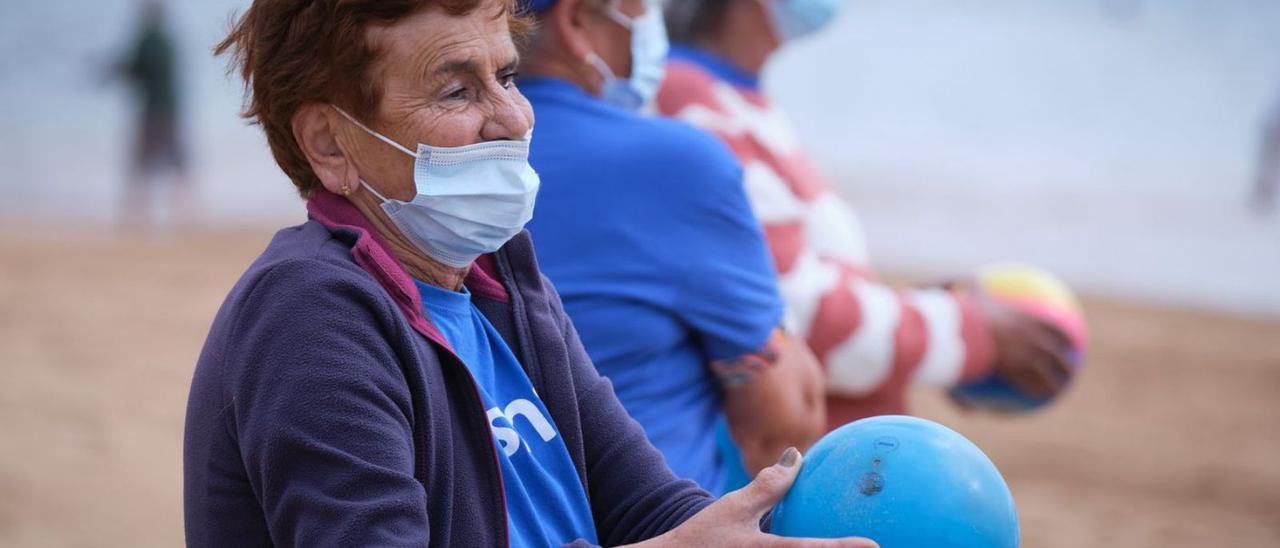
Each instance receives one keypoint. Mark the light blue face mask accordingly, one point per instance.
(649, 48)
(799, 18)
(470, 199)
--
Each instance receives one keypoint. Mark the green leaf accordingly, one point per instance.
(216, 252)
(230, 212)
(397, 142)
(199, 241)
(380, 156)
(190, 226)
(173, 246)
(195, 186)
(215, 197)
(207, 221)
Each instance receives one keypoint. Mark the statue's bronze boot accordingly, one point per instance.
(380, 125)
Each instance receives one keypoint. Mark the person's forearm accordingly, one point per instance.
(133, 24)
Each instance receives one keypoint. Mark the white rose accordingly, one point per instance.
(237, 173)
---
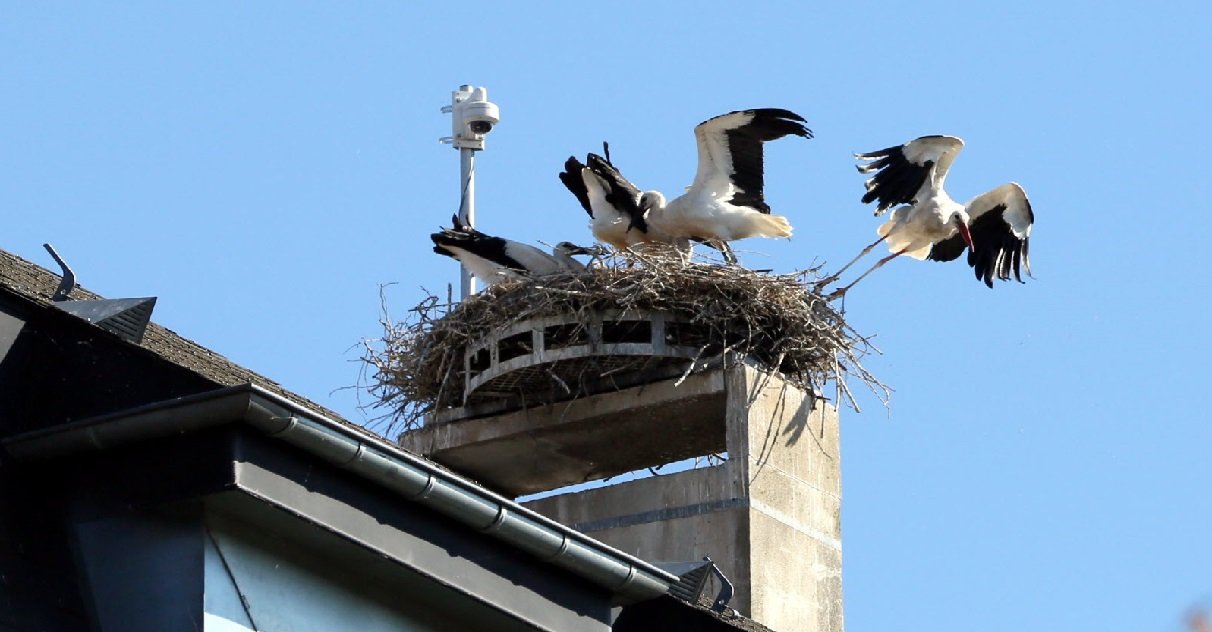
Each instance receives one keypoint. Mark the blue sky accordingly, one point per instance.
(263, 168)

§ **PROBLEM TO WORK ON**: Pick out every line in the items above that contains the word "Mark", and copy each one.

§ **COMPLETED TASK**:
Each instance receives one keypoint. Mark the light blue face mask accordingly, one point per instance.
Each instance receives one keypoint. Mark the green leaf accordingly, one point per instance.
Each instance receives one keypoint. Mark the statue's bronze boot accordingly, one point per instance.
Each instance receives one keypoint. Mark the person's forearm accordingly, one point per instance.
Each instance receives one keypoint. Mark the white rose accordingly, one point per instance.
Each instance receives one keypoint. Mark the blue sky accordingly, one point per instance.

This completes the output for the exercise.